▶ **Work instructions**:
Given the records below, would you repeat exactly the lines that begin at the one containing "<point>254,194</point>" and end at the one containing "<point>232,86</point>", inclusive?

Stored entries
-*-*-

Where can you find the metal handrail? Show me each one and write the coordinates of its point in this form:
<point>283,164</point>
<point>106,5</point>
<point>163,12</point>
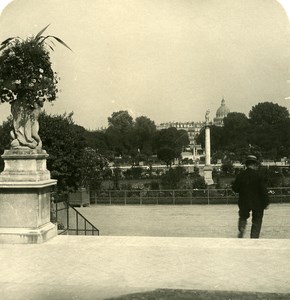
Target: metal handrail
<point>77,230</point>
<point>68,229</point>
<point>183,196</point>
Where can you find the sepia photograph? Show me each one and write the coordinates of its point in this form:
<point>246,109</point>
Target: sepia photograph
<point>145,149</point>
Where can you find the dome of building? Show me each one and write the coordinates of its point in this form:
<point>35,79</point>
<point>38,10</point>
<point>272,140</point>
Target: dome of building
<point>221,113</point>
<point>223,110</point>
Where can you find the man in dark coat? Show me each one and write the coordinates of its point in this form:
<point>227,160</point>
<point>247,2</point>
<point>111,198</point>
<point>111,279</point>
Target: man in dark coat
<point>253,197</point>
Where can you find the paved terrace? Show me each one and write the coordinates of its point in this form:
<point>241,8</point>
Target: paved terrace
<point>88,267</point>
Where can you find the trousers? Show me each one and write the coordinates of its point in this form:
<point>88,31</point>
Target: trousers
<point>257,219</point>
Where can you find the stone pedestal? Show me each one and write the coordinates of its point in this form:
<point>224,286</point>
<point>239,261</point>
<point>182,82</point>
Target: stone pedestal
<point>25,187</point>
<point>207,173</point>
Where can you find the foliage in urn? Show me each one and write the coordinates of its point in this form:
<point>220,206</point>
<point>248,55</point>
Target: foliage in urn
<point>26,73</point>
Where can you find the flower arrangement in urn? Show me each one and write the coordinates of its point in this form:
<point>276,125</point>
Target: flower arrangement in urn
<point>26,82</point>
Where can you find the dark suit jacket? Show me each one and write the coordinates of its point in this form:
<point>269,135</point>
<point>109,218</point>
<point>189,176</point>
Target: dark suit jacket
<point>252,190</point>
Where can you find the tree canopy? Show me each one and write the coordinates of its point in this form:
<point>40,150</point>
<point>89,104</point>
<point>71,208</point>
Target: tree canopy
<point>268,113</point>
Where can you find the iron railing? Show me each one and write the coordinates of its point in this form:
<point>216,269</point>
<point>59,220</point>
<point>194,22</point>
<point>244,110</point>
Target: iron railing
<point>68,219</point>
<point>176,197</point>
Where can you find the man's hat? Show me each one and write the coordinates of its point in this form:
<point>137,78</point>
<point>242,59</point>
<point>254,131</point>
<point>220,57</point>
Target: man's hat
<point>251,159</point>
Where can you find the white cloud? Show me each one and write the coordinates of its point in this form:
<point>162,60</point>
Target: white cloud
<point>3,4</point>
<point>286,6</point>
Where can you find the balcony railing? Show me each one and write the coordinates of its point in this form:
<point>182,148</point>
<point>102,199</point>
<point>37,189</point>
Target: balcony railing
<point>69,220</point>
<point>178,197</point>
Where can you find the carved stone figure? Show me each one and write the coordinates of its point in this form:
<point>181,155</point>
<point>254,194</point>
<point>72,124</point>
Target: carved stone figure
<point>25,125</point>
<point>207,116</point>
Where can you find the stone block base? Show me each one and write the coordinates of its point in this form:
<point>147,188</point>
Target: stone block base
<point>207,173</point>
<point>28,235</point>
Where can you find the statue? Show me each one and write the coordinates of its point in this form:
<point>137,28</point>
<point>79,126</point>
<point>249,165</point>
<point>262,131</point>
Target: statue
<point>26,126</point>
<point>207,116</point>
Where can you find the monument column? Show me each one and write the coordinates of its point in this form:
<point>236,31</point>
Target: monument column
<point>207,171</point>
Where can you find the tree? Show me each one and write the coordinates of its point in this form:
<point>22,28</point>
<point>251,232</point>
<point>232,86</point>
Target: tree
<point>64,143</point>
<point>91,166</point>
<point>173,177</point>
<point>169,143</point>
<point>268,113</point>
<point>119,132</point>
<point>236,131</point>
<point>144,130</point>
<point>166,154</point>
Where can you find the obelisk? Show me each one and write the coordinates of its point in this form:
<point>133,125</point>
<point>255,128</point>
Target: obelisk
<point>207,171</point>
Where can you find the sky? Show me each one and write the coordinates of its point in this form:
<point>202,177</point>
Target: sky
<point>169,60</point>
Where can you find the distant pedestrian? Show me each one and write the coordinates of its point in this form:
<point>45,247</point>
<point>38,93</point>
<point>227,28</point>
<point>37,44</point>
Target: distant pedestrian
<point>253,197</point>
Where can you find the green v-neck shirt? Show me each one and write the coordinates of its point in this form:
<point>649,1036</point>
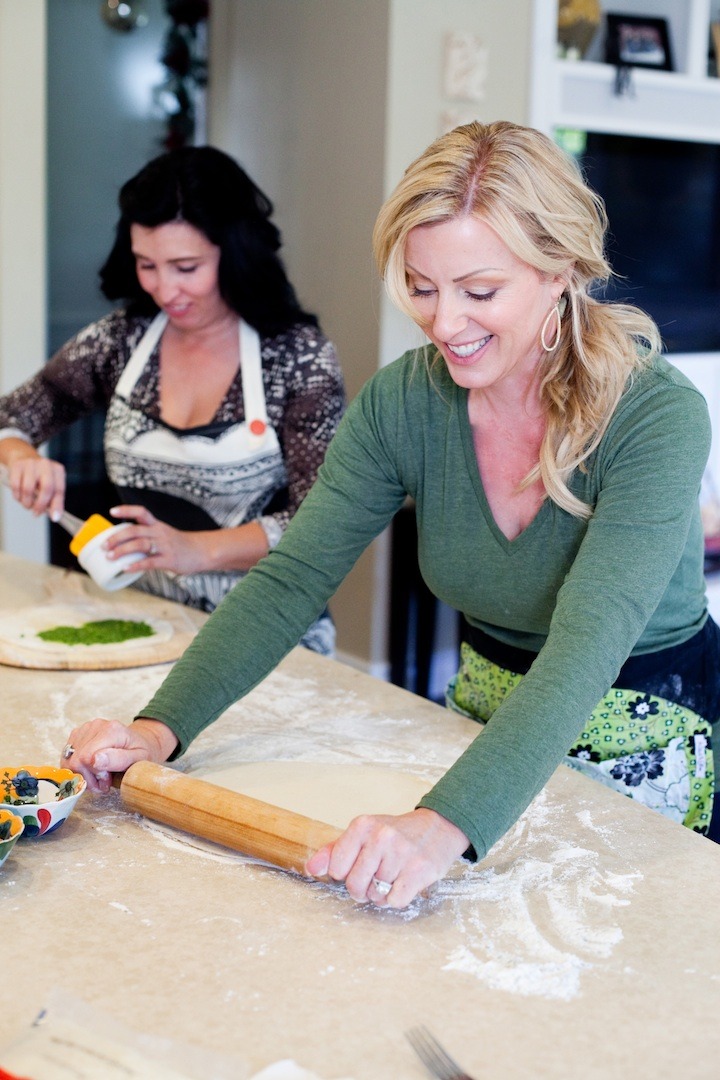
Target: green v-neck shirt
<point>583,594</point>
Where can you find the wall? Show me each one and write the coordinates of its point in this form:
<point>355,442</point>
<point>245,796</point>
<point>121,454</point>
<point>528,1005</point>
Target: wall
<point>22,227</point>
<point>103,125</point>
<point>297,94</point>
<point>325,102</point>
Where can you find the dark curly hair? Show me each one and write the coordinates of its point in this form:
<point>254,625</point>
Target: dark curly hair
<point>207,189</point>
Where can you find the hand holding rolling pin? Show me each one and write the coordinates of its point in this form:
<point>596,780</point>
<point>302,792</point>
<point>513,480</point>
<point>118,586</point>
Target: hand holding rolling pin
<point>388,860</point>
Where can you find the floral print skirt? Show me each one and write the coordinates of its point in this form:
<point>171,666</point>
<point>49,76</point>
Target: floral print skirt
<point>648,747</point>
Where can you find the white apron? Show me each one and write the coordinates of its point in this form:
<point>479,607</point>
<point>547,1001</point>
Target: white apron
<point>215,476</point>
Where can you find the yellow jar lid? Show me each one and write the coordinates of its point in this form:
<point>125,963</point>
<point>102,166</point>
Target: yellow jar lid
<point>92,527</point>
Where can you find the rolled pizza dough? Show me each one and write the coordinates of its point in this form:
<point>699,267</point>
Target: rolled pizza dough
<point>331,793</point>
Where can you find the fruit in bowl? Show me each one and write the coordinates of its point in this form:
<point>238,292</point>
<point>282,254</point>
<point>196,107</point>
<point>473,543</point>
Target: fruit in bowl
<point>11,829</point>
<point>43,796</point>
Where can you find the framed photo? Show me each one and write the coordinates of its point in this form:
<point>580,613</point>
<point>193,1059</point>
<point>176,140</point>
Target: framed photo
<point>638,42</point>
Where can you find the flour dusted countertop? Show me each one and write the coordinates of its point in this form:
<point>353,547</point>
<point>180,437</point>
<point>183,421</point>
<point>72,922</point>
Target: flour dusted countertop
<point>587,944</point>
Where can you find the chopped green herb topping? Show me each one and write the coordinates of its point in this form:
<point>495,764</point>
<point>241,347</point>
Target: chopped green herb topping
<point>102,632</point>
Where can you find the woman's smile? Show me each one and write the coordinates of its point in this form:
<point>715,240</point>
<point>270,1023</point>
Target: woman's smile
<point>480,305</point>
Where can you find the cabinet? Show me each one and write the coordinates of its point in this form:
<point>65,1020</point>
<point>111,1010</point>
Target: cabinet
<point>682,104</point>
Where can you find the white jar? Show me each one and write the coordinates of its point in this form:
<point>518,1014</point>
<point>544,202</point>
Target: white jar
<point>110,574</point>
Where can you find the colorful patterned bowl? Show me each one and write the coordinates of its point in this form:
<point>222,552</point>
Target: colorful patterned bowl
<point>11,829</point>
<point>42,797</point>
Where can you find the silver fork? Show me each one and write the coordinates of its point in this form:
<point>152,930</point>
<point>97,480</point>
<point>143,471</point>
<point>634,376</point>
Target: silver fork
<point>434,1056</point>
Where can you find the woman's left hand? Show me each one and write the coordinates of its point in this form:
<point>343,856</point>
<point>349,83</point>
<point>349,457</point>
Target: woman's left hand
<point>163,547</point>
<point>408,853</point>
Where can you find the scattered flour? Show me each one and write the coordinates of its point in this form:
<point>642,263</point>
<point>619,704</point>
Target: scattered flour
<point>530,919</point>
<point>542,914</point>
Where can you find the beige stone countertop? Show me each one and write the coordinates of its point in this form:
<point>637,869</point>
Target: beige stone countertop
<point>586,946</point>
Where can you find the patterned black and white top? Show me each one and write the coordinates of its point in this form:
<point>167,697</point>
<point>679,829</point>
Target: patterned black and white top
<point>302,382</point>
<point>303,397</point>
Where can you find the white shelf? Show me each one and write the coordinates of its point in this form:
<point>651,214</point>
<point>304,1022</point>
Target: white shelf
<point>659,104</point>
<point>683,104</point>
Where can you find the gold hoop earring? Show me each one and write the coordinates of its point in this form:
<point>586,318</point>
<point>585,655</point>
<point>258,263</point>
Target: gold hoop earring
<point>558,326</point>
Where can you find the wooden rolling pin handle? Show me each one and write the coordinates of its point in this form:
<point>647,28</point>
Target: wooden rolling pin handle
<point>257,828</point>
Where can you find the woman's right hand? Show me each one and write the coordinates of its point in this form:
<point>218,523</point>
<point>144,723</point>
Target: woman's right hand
<point>36,482</point>
<point>100,747</point>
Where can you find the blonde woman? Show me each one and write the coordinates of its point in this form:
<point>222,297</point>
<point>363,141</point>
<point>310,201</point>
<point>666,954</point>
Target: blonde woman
<point>555,459</point>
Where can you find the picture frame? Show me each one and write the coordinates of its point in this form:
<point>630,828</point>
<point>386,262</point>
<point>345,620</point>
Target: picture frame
<point>638,41</point>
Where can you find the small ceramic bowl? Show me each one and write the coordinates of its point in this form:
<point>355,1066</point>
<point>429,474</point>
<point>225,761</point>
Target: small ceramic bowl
<point>43,797</point>
<point>87,547</point>
<point>11,829</point>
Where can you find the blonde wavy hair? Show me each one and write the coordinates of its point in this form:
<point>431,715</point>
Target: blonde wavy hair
<point>526,188</point>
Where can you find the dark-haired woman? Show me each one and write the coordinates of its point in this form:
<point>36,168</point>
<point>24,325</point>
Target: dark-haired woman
<point>221,393</point>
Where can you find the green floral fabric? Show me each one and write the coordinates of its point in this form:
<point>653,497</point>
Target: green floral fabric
<point>650,748</point>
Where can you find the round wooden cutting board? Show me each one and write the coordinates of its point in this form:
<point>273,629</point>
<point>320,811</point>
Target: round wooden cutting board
<point>21,647</point>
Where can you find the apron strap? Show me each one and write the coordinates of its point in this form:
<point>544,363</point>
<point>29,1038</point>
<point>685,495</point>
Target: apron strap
<point>140,355</point>
<point>250,369</point>
<point>256,414</point>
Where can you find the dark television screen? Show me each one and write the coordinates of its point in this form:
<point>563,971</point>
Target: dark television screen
<point>663,202</point>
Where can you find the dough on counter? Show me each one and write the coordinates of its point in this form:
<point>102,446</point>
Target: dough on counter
<point>331,793</point>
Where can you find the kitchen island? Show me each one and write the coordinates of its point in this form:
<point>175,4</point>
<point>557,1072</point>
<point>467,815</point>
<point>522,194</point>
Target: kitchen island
<point>586,945</point>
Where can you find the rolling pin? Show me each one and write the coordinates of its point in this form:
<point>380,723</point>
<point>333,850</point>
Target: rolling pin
<point>200,808</point>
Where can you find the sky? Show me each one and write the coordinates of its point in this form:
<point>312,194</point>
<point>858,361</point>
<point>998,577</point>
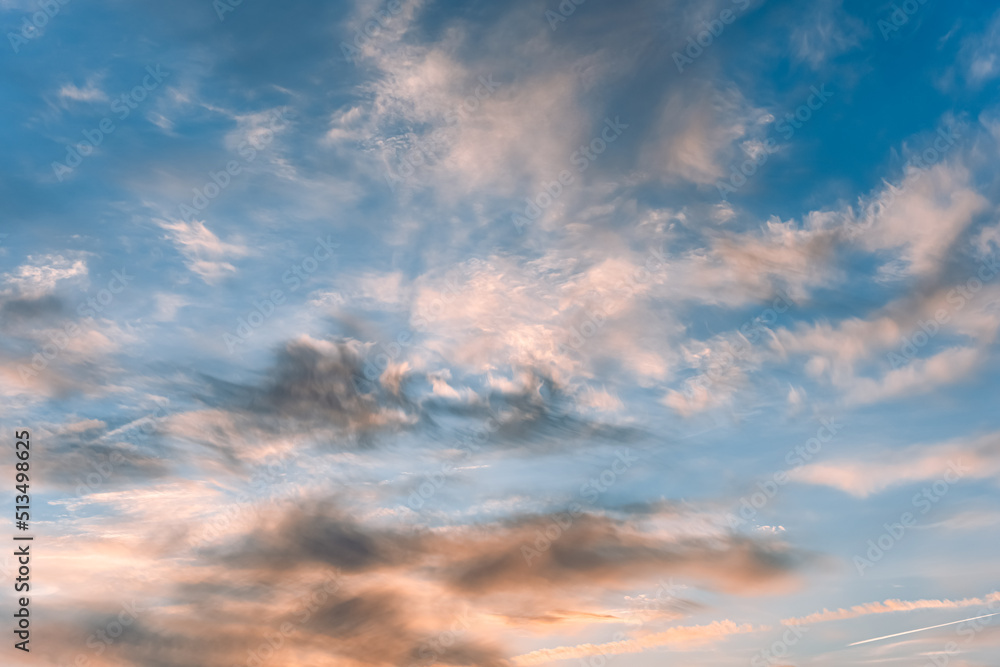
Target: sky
<point>440,332</point>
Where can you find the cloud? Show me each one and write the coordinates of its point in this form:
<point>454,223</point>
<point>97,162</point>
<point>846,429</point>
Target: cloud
<point>889,607</point>
<point>204,252</point>
<point>43,273</point>
<point>977,458</point>
<point>89,93</point>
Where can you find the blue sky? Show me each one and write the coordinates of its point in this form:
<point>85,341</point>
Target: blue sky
<point>634,333</point>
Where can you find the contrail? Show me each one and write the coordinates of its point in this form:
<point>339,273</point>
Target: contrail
<point>909,632</point>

-*-*-

▶ **Exercise response**:
<point>254,194</point>
<point>72,124</point>
Target: carved stone figure
<point>25,125</point>
<point>207,116</point>
Where can you find the stone block base? Show me each one and write the coordinates of its point in this form:
<point>147,188</point>
Target: stone block base
<point>207,173</point>
<point>28,235</point>
Where can you find the statue? Show me each one and write the coordinates of its point in this form:
<point>137,28</point>
<point>79,126</point>
<point>249,165</point>
<point>262,131</point>
Target: statue
<point>26,126</point>
<point>207,116</point>
Where can you find the monument column? Show me each one and write the coordinates of its point in this form:
<point>236,31</point>
Target: monument column
<point>207,171</point>
Where can you find the tree? Show me each one and write the coordinates of its point in this form:
<point>22,28</point>
<point>251,232</point>
<point>232,86</point>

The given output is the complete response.